(Source data)

* * * * * * *

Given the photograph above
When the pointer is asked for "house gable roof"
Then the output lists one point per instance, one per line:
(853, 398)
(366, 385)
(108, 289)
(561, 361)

* * * * * * *

Problem description: Every line from the one containing "Then the output" through the last line of the entries above must be output exactly. Leave the rest out.

Solved problem:
Then the output lists one point per instance, one per line:
(853, 398)
(366, 385)
(108, 289)
(561, 361)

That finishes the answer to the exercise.